## [PROBLEM DETAILS]
Please copy each of the rows below word for word, without changing anything.

## [RECORD EXTRACTS]

───

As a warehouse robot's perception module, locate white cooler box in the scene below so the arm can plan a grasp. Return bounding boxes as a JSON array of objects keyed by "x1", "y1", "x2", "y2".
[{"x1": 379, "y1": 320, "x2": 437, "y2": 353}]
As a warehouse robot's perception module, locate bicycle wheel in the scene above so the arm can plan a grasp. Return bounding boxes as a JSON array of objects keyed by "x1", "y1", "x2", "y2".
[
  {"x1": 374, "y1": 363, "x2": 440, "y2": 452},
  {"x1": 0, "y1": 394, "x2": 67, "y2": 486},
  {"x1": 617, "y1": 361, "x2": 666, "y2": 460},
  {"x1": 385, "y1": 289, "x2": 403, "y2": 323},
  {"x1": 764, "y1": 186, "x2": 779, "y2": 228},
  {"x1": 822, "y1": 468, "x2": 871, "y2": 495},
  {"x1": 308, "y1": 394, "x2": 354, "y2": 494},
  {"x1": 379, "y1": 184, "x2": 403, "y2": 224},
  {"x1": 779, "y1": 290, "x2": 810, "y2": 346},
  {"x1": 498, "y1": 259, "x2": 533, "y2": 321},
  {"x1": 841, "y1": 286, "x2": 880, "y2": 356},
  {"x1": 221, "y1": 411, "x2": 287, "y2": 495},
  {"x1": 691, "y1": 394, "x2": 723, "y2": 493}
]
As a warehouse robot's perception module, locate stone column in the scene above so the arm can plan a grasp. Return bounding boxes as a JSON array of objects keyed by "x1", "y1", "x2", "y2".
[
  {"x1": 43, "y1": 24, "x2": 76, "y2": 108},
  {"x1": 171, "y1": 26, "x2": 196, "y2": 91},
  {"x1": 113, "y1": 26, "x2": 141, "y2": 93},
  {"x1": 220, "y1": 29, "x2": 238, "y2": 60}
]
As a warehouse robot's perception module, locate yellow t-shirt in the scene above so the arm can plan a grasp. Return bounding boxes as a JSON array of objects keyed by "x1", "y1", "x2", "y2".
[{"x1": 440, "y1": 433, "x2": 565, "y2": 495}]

───

## [EXERCISE OUTPUT]
As a warehouse robot's perception module, locate white cooler box in the scene below so the arm can plan a grasp. Return bounding boxes as a JSON array of objects keyed by "x1", "y1", "x2", "y2".
[{"x1": 379, "y1": 320, "x2": 437, "y2": 353}]
As a warehouse robot's perception module, locate bicycle wheel in the scene above so the arm can plan a grasp. Return bounding boxes as a JSON array of objects keyed by "x1", "y1", "x2", "y2".
[
  {"x1": 374, "y1": 363, "x2": 440, "y2": 452},
  {"x1": 0, "y1": 394, "x2": 67, "y2": 486},
  {"x1": 617, "y1": 361, "x2": 666, "y2": 460},
  {"x1": 385, "y1": 289, "x2": 403, "y2": 323},
  {"x1": 764, "y1": 186, "x2": 779, "y2": 228},
  {"x1": 822, "y1": 468, "x2": 871, "y2": 495},
  {"x1": 308, "y1": 394, "x2": 354, "y2": 494},
  {"x1": 379, "y1": 184, "x2": 403, "y2": 224},
  {"x1": 779, "y1": 290, "x2": 810, "y2": 346},
  {"x1": 498, "y1": 259, "x2": 533, "y2": 321},
  {"x1": 841, "y1": 286, "x2": 880, "y2": 356},
  {"x1": 221, "y1": 411, "x2": 287, "y2": 495},
  {"x1": 691, "y1": 394, "x2": 723, "y2": 493}
]
As a warehouse robot's perception module, locate stone column in the scene above so the arm can plan a grasp. Return bounding boxes as a JSON array of objects keyed by "x1", "y1", "x2", "y2".
[
  {"x1": 43, "y1": 24, "x2": 76, "y2": 108},
  {"x1": 171, "y1": 26, "x2": 196, "y2": 91},
  {"x1": 113, "y1": 26, "x2": 141, "y2": 93},
  {"x1": 220, "y1": 29, "x2": 238, "y2": 60}
]
As a warehouse robot's perception module, locate yellow t-shirt in the scene above so the arm can plan a grasp. Return bounding boxes as a JSON array of objects keyed by "x1", "y1", "x2", "y2".
[{"x1": 440, "y1": 433, "x2": 565, "y2": 495}]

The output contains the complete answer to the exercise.